▸ Exercise directions
Copy the article on leading teams over zoom, beginning at "However, how effective" and stopping after "with their team-members.", and swap "investigated" for "examined".

▸ Selected text
= = = =
“We’ve been forced into the largest work-from-home experiment, and it hasn’t been easy”
JMA Leadership client
Do online meetings (via zoom, MS Teams or any other platform) favour transactional interactions between people and limit opportunities to lead?
Does working virtually reduce your opportunities to connect, inspire, and meaningfully engage with your team?
If so, what advice can be given about “how to lead on zoom”?
What does the research say?
Firstly, a quick scan of online information shows that the focus of almost all articles or blogs are about how to technically host a meeting via zoom, or how to show up looking good on camera, rather than how to effectively lead a group of people. Interesting.
Secondly, when we spoke with a range of our clients (senior leaders in corporate businesses) some of them disagreed with the concerns above and instead told us how useful they found video conferencing with their team during lockdown.
They shared how they’d made connecting via zoom work for them. For example:
- daily morning whole team check-ins
- coming together for weekly virtual lunches
- having some ‘time-out’ together via a team quiz
- building in informal time on calls.
However, how effective these activities are in remotely leading vs managing the team has yet to be fully investigated.
What was clear from our research was that some leaders are quite positive about the benefits of using video conferencing to connect in and dialogue with their team-members.
= = = =
(Location identification entries)
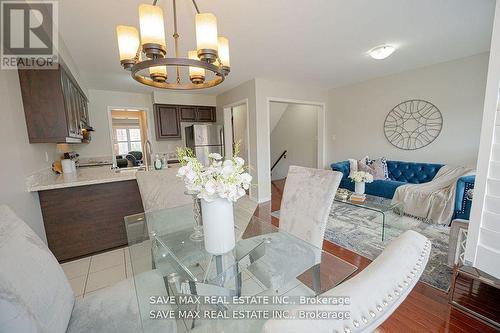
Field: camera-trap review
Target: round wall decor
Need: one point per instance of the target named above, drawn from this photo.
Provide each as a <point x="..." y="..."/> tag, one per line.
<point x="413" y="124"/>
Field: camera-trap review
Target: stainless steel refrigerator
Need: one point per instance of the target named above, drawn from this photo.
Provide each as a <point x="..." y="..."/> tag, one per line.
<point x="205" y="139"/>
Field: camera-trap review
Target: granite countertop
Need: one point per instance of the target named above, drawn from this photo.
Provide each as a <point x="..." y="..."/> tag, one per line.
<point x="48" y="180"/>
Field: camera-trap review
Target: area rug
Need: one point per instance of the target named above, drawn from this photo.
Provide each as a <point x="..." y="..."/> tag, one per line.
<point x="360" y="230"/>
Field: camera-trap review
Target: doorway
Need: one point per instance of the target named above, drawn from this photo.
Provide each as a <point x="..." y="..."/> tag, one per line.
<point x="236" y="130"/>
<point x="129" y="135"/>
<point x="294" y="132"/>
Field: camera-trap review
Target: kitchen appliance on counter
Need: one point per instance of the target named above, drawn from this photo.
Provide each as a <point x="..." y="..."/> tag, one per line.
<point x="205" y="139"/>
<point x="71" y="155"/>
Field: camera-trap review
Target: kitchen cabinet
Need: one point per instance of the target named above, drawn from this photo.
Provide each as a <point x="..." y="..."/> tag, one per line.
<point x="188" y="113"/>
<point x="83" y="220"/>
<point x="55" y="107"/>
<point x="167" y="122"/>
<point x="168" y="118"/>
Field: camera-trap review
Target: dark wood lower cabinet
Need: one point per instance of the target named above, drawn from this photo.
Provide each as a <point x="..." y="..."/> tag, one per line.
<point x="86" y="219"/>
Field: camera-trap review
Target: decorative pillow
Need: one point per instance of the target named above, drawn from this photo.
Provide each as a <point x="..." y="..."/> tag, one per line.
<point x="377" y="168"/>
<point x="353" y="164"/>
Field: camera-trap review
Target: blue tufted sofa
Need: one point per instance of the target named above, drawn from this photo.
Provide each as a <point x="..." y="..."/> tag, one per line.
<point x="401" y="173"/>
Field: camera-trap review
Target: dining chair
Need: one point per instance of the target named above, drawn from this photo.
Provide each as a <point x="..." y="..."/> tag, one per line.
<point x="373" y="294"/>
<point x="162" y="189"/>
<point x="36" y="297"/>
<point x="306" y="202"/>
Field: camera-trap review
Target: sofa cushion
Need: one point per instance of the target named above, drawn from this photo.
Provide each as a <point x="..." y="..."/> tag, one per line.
= = = =
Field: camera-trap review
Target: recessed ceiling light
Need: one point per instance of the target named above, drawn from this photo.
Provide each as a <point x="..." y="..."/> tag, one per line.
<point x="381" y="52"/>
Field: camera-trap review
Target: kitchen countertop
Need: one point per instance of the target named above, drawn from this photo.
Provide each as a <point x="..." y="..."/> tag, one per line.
= = = =
▸ Answer to the exercise
However, how effective these activities are in remotely leading vs managing the team has yet to be fully examined.
What was clear from our research was that some leaders are quite positive about the benefits of using video conferencing to connect in and dialogue with their team-members.